## What is required
With all images omitted, write out the records word for word.
START Dataset
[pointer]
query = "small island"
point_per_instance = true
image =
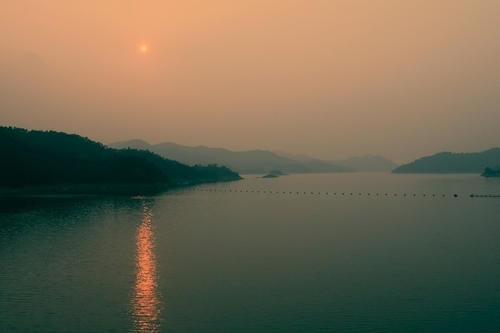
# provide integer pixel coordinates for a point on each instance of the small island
(274, 174)
(489, 172)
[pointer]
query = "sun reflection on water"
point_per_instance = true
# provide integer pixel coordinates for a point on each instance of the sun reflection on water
END Dataset
## Finished task
[pointer]
query = "small island"
point_per_instance = true
image =
# provide integer pixel coordinates for a point on each instance of the small island
(274, 174)
(489, 172)
[pointer]
query = "sun reflection on water"
point_per_instance = true
# provide integer pixel coordinates for a point on each instance of the sun reflection on water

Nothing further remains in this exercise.